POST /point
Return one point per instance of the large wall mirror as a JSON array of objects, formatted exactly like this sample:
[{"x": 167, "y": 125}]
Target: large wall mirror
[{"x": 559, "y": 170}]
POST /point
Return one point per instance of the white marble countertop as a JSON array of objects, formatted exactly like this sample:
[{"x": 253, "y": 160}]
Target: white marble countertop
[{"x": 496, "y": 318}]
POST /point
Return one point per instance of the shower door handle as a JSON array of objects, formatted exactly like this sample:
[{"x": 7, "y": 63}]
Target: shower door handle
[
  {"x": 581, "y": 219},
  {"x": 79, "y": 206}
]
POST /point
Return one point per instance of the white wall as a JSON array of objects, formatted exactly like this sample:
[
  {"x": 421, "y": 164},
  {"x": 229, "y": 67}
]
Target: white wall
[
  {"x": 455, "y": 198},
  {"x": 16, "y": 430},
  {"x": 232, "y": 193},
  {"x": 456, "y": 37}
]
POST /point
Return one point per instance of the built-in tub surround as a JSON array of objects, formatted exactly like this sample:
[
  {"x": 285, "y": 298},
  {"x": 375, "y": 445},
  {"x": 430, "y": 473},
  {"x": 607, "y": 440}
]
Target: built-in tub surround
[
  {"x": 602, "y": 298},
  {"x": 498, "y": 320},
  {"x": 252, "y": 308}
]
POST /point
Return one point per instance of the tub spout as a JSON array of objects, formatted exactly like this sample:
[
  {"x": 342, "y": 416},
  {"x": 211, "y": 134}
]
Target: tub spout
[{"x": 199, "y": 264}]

Exercise objective: All of the data above should be written out again word for word.

Written solution:
POST /point
Return one point per instance of the large wall mirror as a JSON array of objects, formatted exactly like this sample:
[{"x": 167, "y": 125}]
Target: large wall mirror
[{"x": 559, "y": 170}]
POST /point
Return one point per instance of the white marble countertop as a JSON array of objects, formatted exactly like this sample:
[{"x": 253, "y": 160}]
Target: white marble countertop
[{"x": 496, "y": 318}]
POST /point
Return one point per instance of the shower door handle as a JSON array of objects, formatted exactly like this sample:
[{"x": 7, "y": 63}]
Target: shower door handle
[
  {"x": 581, "y": 219},
  {"x": 79, "y": 206}
]
POST /point
Return one point per instance of the white wall as a JSON array of objects, formatted exactly like this sample:
[
  {"x": 421, "y": 164},
  {"x": 229, "y": 67}
]
Target: white wall
[
  {"x": 455, "y": 198},
  {"x": 16, "y": 430},
  {"x": 232, "y": 193},
  {"x": 456, "y": 37}
]
POST /point
Return one point per instance of the built-in tub surround as a JSON array of objects, formatted exactly like this sample:
[
  {"x": 285, "y": 298},
  {"x": 375, "y": 445},
  {"x": 430, "y": 473},
  {"x": 607, "y": 440}
]
Target: built-in tub surround
[
  {"x": 602, "y": 298},
  {"x": 498, "y": 320},
  {"x": 252, "y": 308}
]
POST /point
Return one point per instance of the tub spout as a JSON array of objects, formatted exactly like this sample:
[
  {"x": 342, "y": 416},
  {"x": 211, "y": 134}
]
Target: tub spout
[{"x": 199, "y": 264}]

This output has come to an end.